### Passage extrait
- Paraît chaque dimanche à 8 heures tapantes, méridien de Paris -

dimanche 4 juillet 2021

Heyr himna smiður

    



Heyr himna smiðr
hvers skáldit biðr;
komi mjúk til mín
miskunnin þín.
Því heitk á þik
þú hefr skaptan mik;
ek em þrællinn þinn,
þú est dróttinn minn.

Goð, heitk á þik
at græðir mik;
minzk mildingr mín,
mest þurfum þín;
ryð þú rǫðla gramr,
ríklyndr ok framr,
hǫlds hverri sorg
ór hjarta borg.

Gæt, mildingr, mín
mest þurfum þín
helzt hverja stund
á hǫlða grund;
sett, meyjar mǫgr,
málsefni fǫgr,
ǫll es hjǫ́lp af þér
í hjarta mér.

(Entends, artisan des cieux,
la prière du poète.
Que ta grâce vienne
doucement sur nous.
Je t'implore donc,
parce que tu m'as créé.
Je suis ton esclave,
tu es mon Seigneur.

Seigneur, je t'implore
pour que tu me soignes.
Souviens-toi de moi, toi le miséricordieux,
nous avons grand besoin de toi.
Chasse, ô grand et généreux
roi des soleils,
tous les soucis des hommes
de la citadelle de leur cœur.

Veille sur moi, toi le miséricordieux,
nous avons grand besoin de toi
en vérité, à chaque instant,
dans le monde des hommes.
Toi qui es né de la Vierge, envoie-nous
ce qui est bon pour nous,
tout secours vient de toi,
dans mon cœur.)


Prière (en islandais du XIIème) que le puissant chef de clan islandais Kolbeinn Tumason (1173–1208) aurait rédigée (dictée, prononcée ?) sur son lit de mort.
 

l'Islande...
(source)




Bonjour à toutes et tous.


Sans trop risquer de se tromper, on peut supposer que si une racine indo-européenne se retrouve dans de nombreux groupes linguistiques, c'est que la sémantique qu'elle porte en elle à l'origine peut être d'application hors de son contexte de départ, le petit monde de la steppe pontique, là où l'on place généralement le berceau du proto-indo-européen (hypothèse kourgane).

(source - site non sécurisé)



A contrario, une racine qui ferait référence à quelque chose qui n'aurait pas de sens ailleurs que dans le monde des steppes aurait peu de chances de survivre via ses dérivés, là où se situe cet ailleurs.

### Tâche à réaliser
D'après l'extrait sur la prière islandaise, à qui attribue-t-on cette prière ?

### Informations fournies
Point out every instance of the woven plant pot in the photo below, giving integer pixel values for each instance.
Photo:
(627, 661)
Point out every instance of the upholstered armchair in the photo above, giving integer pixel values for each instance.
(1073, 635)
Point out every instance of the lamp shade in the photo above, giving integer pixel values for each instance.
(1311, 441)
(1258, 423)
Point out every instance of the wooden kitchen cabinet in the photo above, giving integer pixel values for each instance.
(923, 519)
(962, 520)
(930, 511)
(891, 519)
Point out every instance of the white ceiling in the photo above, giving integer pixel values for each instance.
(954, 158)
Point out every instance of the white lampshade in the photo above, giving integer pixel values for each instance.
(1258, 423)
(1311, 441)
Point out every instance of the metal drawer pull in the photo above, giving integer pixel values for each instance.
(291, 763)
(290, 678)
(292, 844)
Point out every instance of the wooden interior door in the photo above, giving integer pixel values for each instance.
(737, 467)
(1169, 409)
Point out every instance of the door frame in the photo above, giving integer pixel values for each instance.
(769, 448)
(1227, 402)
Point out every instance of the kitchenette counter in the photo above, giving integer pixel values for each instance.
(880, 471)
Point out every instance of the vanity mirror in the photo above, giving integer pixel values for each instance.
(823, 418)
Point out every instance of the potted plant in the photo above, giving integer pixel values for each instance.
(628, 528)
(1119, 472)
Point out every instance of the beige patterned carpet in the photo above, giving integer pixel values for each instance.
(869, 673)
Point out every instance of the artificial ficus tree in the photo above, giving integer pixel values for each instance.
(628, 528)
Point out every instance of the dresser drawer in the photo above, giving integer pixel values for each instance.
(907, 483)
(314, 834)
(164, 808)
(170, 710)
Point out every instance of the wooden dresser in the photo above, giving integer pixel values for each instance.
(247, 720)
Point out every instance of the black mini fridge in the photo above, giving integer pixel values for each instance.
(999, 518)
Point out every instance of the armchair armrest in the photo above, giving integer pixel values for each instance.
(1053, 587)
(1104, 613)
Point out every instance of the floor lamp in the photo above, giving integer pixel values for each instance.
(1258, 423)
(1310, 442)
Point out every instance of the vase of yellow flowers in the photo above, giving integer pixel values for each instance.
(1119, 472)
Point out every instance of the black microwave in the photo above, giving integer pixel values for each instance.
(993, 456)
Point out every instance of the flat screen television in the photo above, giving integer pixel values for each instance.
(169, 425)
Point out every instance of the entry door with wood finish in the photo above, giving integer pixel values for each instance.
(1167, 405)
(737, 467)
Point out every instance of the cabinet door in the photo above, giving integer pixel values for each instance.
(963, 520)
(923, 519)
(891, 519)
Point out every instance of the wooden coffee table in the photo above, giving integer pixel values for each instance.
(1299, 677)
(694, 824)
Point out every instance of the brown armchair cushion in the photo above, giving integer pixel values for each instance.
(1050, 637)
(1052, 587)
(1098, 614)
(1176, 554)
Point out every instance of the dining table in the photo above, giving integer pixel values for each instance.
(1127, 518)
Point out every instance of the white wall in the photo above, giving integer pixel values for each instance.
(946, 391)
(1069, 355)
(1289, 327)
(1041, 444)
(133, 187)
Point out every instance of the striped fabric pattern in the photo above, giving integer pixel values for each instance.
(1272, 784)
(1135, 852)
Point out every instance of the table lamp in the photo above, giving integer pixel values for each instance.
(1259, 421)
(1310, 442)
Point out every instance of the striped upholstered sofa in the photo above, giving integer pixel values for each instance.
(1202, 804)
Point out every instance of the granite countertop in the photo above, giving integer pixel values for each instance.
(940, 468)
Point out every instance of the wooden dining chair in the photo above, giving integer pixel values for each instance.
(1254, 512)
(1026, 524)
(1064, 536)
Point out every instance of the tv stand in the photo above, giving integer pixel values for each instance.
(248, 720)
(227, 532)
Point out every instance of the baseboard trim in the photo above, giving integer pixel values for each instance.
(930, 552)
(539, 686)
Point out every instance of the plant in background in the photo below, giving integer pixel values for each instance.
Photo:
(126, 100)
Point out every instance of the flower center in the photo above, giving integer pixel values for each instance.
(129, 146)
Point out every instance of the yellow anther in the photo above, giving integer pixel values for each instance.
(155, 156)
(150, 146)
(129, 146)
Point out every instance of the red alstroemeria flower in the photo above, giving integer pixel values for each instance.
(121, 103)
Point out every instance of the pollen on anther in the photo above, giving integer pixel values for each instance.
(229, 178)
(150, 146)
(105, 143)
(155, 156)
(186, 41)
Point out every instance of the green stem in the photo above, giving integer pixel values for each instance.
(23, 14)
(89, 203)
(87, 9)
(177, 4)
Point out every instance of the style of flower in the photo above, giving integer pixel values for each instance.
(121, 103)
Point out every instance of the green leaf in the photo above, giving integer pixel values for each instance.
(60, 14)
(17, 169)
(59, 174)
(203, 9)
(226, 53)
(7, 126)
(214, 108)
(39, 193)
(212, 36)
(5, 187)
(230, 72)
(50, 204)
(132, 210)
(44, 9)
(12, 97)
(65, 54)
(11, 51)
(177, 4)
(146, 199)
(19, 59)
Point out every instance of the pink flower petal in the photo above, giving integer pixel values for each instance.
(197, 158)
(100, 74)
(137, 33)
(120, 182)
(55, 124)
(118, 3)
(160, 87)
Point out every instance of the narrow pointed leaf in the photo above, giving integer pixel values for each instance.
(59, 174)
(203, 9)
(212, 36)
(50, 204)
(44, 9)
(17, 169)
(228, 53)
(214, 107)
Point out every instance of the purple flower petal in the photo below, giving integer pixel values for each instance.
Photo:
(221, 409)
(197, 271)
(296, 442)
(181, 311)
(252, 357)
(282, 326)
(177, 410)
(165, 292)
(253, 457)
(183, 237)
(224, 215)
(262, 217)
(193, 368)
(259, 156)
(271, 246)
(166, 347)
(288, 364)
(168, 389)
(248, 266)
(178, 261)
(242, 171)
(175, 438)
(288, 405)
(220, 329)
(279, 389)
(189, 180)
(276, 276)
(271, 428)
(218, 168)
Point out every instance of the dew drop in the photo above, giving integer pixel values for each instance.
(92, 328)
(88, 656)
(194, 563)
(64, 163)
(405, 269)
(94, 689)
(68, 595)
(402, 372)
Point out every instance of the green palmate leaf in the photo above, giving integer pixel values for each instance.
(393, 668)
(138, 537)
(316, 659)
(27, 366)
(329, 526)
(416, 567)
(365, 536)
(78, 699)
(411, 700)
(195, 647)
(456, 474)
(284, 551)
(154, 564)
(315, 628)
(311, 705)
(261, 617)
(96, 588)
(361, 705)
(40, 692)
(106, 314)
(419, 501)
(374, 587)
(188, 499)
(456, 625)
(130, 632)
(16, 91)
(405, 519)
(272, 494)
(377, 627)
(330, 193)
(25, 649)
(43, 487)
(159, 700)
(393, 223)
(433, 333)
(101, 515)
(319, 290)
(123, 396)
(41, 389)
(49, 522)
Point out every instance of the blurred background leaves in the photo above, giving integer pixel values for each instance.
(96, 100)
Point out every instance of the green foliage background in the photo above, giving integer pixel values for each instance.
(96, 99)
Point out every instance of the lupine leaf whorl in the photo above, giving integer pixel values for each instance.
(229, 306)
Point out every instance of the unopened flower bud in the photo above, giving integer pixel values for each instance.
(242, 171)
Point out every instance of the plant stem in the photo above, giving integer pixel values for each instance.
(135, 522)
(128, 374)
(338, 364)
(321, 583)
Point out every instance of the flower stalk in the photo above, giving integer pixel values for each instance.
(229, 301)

### Résultat de l'exercice
Au puissant chef de clan islandais Kolbeinn Tumason (1173–1208), qui l'aurait rédigée sur son lit de mort.